**EXERCISE REQUIREMENTS**
1. In the excerpt on styes, rewrite the paragraph beginning "Blepharitis is a condition" more briefly, keeping its main facts.
2. Reproduce the passage of the excerpt on styes starting at "A few specific" and ending at "be cleaned regularly.".
3. Answer these questions from the excerpt on styes:
(a) Which applicator tools should be cleaned regularly?
(b) What kind of debris often appears at the base of the lashes in blepharitis?
(c) What can small flakes of glitter or metallic eyeshadow do?
**** EXCERPT TO READ
A few specific habits raise your risk:
- Sleeping in makeup. Leaving eye makeup on overnight gives bacteria hours of uninterrupted contact with your gland openings.
- Using glitter or metallic eyeshadow. Small flakes can fall into the eye, irritating the lid margin and creating entry points for infection.
- Dirty applicator tools. Brushes, sponges, and eyelash curlers accumulate bacteria with every use and should be cleaned regularly.
Blepharitis and Chronic Lid Inflammation
Blepharitis is a condition where the edges of your eyelids stay chronically inflamed, often with flaky, dandruff-like debris at the base of your lashes. This ongoing inflammation disrupts the normal flow of oil from your glands, making blockages far more likely. People with blepharitis often get styes repeatedly because the underlying gland dysfunction never fully resolves between episodes. If you find yourself getting styes more than once or twice a year, chronic lid inflammation is one of the first things to investigate.
********
**** RECORDED DATA
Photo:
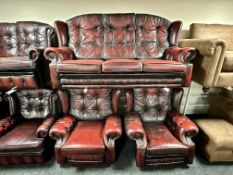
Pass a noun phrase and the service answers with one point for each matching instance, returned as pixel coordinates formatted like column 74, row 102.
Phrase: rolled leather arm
column 183, row 55
column 58, row 54
column 206, row 47
column 112, row 130
column 62, row 128
column 35, row 53
column 43, row 129
column 182, row 127
column 134, row 129
column 6, row 124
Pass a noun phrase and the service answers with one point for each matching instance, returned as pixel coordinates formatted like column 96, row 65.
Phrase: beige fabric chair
column 215, row 138
column 213, row 66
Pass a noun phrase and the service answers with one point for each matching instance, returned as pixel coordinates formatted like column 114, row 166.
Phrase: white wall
column 189, row 11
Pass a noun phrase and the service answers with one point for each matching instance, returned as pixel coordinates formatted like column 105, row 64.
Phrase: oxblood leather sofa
column 163, row 135
column 24, row 133
column 88, row 131
column 21, row 54
column 118, row 51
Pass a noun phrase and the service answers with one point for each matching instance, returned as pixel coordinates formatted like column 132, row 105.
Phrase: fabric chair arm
column 206, row 47
column 58, row 54
column 43, row 129
column 183, row 55
column 112, row 130
column 62, row 128
column 134, row 130
column 6, row 124
column 182, row 127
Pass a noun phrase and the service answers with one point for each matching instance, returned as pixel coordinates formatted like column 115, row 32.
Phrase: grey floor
column 124, row 165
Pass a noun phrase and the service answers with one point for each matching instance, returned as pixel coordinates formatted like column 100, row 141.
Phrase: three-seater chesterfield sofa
column 118, row 51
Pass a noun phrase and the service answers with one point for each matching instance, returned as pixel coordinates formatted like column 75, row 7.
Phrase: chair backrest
column 90, row 104
column 210, row 31
column 36, row 103
column 16, row 39
column 106, row 36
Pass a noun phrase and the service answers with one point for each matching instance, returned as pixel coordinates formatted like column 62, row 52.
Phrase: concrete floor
column 124, row 165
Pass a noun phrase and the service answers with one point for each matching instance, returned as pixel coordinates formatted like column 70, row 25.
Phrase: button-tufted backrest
column 35, row 103
column 152, row 104
column 32, row 34
column 90, row 104
column 8, row 41
column 106, row 36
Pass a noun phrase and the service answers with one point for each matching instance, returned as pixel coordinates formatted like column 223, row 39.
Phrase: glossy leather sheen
column 35, row 103
column 153, row 104
column 107, row 36
column 90, row 104
column 21, row 138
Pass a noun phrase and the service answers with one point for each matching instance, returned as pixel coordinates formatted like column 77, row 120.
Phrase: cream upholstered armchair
column 213, row 66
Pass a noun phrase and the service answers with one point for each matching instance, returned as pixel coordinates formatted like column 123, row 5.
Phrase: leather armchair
column 118, row 51
column 213, row 65
column 163, row 136
column 88, row 130
column 24, row 134
column 21, row 54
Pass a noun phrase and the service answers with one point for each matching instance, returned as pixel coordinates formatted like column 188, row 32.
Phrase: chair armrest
column 35, row 53
column 134, row 130
column 62, row 128
column 112, row 130
column 58, row 54
column 206, row 47
column 43, row 129
column 6, row 124
column 183, row 55
column 182, row 127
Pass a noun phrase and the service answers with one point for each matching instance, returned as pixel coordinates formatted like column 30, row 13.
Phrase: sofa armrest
********
**ANSWERS TO THIS EXERCISE**
1. Blepharitis keeps the eyelid edges chronically inflamed, often leaving flaky, dandruff-like debris at the base of the lashes. The inflammation disrupts oil flow from the glands, making blockages more likely. Because the gland dysfunction never fully resolves between episodes, people with blepharitis often get repeated styes. Anyone getting styes more than once or twice a year should look into chronic lid inflammation early.

2.
A few specific habits raise your risk:
- Sleeping in makeup. Leaving eye makeup on overnight gives bacteria hours of uninterrupted contact with your gland openings.
- Using glitter or metallic eyeshadow. Small flakes can fall into the eye, irritating the lid margin and creating entry points for infection.
- Dirty applicator tools. Brushes, sponges, and eyelash curlers accumulate bacteria with every use and should be cleaned regularly.

3.
(a) Brushes, sponges, and eyelash curlers.
(b) Flaky, dandruff-like debris.
(c) They can fall into the eye, irritating the lid margin and creating entry points for infection.